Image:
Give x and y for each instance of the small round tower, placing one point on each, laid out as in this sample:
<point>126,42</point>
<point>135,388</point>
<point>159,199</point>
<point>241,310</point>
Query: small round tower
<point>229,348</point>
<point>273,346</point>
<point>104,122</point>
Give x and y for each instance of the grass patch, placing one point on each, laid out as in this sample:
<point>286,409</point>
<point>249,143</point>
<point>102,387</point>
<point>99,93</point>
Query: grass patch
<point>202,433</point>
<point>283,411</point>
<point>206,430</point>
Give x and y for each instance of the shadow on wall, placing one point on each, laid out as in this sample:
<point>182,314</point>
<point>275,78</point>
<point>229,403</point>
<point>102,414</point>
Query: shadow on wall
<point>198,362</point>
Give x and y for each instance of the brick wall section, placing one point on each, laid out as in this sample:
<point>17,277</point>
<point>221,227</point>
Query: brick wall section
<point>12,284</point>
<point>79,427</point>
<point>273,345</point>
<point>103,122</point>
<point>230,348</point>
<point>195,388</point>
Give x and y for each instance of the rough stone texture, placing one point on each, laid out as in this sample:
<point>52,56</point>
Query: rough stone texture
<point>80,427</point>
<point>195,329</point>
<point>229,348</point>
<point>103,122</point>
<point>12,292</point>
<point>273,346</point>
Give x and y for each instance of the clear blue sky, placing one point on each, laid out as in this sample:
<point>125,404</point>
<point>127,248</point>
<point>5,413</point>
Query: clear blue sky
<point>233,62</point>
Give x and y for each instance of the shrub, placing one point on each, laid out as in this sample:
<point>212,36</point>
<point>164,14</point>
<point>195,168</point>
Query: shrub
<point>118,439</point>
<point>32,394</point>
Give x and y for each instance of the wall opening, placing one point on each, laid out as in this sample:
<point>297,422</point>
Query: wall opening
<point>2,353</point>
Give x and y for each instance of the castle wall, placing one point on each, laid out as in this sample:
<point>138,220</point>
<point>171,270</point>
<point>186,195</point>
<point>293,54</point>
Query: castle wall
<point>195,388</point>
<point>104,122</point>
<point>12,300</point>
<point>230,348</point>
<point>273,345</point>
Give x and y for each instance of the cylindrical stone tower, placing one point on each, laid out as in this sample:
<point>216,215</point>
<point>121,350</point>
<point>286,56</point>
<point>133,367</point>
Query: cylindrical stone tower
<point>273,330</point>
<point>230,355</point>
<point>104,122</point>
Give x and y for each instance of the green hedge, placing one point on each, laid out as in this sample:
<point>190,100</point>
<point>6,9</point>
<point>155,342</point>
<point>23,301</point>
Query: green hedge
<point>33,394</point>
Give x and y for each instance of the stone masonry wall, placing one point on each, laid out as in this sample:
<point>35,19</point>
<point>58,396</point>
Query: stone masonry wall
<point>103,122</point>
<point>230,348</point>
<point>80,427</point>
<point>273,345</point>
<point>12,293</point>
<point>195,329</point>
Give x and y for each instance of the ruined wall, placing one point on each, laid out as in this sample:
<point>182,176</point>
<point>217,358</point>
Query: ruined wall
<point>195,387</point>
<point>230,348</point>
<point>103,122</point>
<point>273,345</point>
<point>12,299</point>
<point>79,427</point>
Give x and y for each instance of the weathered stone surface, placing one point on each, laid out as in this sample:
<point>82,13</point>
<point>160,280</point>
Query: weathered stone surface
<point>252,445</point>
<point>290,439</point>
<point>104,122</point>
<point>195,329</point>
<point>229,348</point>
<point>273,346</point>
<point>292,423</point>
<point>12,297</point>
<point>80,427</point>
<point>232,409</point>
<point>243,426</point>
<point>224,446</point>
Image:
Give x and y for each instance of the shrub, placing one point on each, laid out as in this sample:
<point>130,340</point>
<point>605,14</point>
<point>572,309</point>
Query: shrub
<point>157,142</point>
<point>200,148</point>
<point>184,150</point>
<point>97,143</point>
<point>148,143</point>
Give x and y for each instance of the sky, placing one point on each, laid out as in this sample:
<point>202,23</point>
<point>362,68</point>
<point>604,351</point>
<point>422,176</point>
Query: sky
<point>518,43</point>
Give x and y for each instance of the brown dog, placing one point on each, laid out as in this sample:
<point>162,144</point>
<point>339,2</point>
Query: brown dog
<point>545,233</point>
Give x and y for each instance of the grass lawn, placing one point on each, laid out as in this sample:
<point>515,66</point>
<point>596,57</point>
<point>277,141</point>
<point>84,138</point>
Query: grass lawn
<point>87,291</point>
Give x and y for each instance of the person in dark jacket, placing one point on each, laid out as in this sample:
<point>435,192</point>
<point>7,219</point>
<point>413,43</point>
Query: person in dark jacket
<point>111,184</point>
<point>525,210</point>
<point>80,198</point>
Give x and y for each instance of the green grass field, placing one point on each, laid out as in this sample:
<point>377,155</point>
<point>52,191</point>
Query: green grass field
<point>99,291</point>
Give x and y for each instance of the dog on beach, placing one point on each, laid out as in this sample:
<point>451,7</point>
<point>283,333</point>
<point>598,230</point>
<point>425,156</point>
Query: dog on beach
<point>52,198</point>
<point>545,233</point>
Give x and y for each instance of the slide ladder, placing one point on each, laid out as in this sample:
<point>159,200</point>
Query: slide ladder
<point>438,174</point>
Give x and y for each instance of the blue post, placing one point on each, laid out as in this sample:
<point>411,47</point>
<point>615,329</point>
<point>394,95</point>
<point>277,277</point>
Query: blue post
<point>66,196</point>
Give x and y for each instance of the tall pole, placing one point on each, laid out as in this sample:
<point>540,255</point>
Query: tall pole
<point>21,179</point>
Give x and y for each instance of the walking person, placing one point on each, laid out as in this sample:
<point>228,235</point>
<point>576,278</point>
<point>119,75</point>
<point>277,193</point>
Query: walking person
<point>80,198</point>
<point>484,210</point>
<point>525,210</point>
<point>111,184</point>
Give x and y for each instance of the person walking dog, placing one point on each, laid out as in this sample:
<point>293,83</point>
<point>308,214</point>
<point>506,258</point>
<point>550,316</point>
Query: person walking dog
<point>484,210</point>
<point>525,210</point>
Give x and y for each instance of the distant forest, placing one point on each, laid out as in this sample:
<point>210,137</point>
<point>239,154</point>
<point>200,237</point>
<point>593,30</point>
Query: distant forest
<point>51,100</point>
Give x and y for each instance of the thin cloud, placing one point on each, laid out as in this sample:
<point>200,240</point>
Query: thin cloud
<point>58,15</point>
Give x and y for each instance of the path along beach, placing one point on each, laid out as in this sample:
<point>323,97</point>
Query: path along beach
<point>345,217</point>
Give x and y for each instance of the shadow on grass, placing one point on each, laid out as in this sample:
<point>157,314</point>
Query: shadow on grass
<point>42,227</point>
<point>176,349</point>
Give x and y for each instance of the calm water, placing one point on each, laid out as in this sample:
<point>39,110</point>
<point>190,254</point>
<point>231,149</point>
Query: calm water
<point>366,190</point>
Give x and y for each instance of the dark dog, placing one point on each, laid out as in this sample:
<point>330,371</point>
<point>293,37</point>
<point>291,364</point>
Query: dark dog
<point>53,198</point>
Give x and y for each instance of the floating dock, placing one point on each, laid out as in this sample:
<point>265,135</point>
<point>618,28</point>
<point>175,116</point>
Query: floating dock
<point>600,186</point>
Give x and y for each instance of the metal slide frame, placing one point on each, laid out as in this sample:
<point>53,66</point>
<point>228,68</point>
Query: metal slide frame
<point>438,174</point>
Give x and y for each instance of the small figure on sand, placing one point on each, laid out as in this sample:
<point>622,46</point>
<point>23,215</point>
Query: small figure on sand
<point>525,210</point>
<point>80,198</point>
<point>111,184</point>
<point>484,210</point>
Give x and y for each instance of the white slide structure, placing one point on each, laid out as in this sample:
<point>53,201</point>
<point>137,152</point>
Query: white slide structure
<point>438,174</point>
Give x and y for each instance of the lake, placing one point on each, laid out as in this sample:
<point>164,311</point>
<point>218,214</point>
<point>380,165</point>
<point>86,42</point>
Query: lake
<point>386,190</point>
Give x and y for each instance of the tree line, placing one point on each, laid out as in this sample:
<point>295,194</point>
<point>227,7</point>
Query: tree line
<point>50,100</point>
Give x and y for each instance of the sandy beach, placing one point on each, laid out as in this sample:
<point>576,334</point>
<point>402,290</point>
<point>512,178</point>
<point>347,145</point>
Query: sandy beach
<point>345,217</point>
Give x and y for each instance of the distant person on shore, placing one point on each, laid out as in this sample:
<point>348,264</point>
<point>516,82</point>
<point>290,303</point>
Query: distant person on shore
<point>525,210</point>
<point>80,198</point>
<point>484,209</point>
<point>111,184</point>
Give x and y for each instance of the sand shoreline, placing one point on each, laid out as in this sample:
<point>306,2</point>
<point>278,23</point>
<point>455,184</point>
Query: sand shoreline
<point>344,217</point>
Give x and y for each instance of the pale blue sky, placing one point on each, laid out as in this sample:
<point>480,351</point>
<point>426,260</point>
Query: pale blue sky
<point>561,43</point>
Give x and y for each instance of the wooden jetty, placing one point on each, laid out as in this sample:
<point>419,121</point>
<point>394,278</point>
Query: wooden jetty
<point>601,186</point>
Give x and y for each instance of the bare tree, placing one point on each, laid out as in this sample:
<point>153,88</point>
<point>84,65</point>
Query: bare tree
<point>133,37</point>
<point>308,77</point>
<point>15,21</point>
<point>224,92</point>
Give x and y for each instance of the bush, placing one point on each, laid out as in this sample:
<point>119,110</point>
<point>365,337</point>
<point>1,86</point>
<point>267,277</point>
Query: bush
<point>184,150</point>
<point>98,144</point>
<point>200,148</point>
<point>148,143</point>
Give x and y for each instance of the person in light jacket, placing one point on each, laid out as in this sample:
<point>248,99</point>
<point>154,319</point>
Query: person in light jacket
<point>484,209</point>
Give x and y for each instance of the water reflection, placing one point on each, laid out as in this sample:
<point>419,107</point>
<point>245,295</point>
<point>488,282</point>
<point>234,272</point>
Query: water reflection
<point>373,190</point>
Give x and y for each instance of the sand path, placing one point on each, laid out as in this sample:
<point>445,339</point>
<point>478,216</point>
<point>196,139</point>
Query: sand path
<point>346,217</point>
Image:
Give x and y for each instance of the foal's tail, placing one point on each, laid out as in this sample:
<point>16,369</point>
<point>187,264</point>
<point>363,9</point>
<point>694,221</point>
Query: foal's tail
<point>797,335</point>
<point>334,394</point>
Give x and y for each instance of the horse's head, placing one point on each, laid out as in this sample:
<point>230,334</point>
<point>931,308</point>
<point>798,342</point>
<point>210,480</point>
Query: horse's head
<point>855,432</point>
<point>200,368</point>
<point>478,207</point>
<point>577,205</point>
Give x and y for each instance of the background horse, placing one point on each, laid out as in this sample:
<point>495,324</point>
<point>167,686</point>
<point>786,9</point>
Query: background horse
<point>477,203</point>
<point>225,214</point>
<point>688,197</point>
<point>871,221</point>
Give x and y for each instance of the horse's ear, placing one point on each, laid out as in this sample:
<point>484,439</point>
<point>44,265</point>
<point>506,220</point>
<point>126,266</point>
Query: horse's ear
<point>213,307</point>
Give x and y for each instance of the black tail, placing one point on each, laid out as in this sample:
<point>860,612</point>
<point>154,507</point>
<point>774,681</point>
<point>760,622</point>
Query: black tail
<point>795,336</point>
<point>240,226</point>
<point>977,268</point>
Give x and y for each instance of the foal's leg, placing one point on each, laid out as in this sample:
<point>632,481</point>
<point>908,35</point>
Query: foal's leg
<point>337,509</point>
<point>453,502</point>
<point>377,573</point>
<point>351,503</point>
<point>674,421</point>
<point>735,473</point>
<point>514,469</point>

----

• Task statement
Would you print exactly and only the lines of the material above that run from the line with "Query: person in light jacket" through the line with "<point>234,272</point>", both included?

• Finished exercise
Query: person in light jacket
<point>484,209</point>
Give x and y for each instance of the water reflection, placing one point on each, laid out as in this sample:
<point>419,107</point>
<point>245,295</point>
<point>488,282</point>
<point>234,272</point>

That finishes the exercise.